*Requirement:* Copy all of the material below word for word, and leave the pictures out of your copy.

*Excerpted records:*
######

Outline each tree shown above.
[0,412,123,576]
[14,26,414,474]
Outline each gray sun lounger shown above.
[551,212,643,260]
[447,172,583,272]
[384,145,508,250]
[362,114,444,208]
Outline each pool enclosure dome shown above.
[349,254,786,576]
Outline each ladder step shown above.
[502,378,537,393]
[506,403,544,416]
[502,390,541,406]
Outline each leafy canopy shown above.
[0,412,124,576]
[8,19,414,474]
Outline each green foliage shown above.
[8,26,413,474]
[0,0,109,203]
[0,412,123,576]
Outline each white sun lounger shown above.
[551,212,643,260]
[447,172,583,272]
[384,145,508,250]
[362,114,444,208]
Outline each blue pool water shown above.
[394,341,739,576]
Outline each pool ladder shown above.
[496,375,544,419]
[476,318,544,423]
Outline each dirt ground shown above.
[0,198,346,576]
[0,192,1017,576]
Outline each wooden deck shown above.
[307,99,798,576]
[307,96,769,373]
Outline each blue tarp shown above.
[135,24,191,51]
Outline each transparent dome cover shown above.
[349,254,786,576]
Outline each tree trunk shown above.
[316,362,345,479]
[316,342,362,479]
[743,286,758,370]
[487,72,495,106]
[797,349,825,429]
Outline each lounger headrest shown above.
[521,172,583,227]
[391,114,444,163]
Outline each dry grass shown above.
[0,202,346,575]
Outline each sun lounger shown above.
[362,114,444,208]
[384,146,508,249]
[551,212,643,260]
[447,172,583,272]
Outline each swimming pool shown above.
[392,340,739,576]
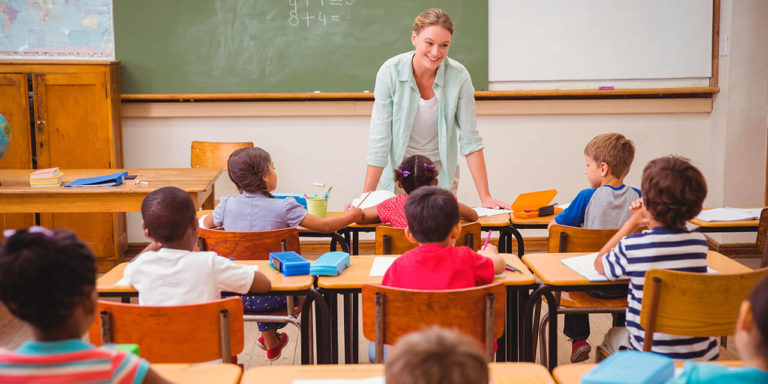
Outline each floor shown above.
[0,243,759,369]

######

*Written response:*
Outline each tree shown above.
[0,412,123,576]
[14,26,414,474]
Outline each gray sun lounger shown above.
[551,212,643,260]
[447,172,583,272]
[384,145,508,250]
[362,114,444,208]
Outline each pool enclosure dome shown above.
[349,254,786,576]
Outline each ladder step shown above.
[502,378,537,393]
[506,403,544,416]
[502,390,541,406]
Outline each leafy canopy shown above.
[0,412,124,576]
[8,19,414,474]
Outline each green foliage shown above.
[8,26,413,474]
[0,0,109,203]
[0,412,123,576]
Outline each white sun lounger shown above.
[551,212,643,260]
[447,172,583,272]
[384,145,508,250]
[362,114,444,208]
Outline each blue pool water shown above.
[394,341,739,576]
Outline each pool ladder shown above.
[496,375,544,419]
[476,318,544,423]
Outline each dirt ground shown above.
[0,198,346,576]
[0,192,1017,576]
Outline each wooden deck shown above.
[307,99,798,576]
[307,96,769,373]
Outline each blue tarp shown above.
[135,24,191,51]
Outline each transparent dome cover shown above.
[349,254,786,576]
Outline each tree trunk shown above.
[316,362,345,479]
[316,342,362,479]
[743,286,758,370]
[487,72,495,106]
[797,349,825,429]
Outline each lounger headrest shown above.
[521,172,583,227]
[391,114,444,163]
Outline each dry grass shown above.
[0,202,346,575]
Outline each sun lounger shown above.
[362,114,444,208]
[384,146,508,249]
[551,212,643,260]
[447,172,583,272]
Outline each swimming pool shown above.
[392,340,739,576]
Outline each floor shown above.
[0,243,759,369]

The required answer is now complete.